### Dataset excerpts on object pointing
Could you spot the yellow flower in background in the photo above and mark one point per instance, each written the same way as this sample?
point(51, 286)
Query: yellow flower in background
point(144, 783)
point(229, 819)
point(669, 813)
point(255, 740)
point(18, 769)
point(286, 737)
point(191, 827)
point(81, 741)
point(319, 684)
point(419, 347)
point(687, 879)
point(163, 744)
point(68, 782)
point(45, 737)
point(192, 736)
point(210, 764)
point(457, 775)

### REQUIRED TASK
Write out the lines again from the first one through the line containing "point(81, 741)", replacing "yellow flower" with "red flower" and leaving everything else as it is.

### ANSWER IN FULL
Could you spot the red flower in background in the photo above and mark one point per instance, each written the same way as this sample?
point(51, 286)
Query: red flower in background
point(144, 783)
point(229, 819)
point(669, 813)
point(255, 740)
point(18, 769)
point(286, 737)
point(191, 827)
point(81, 741)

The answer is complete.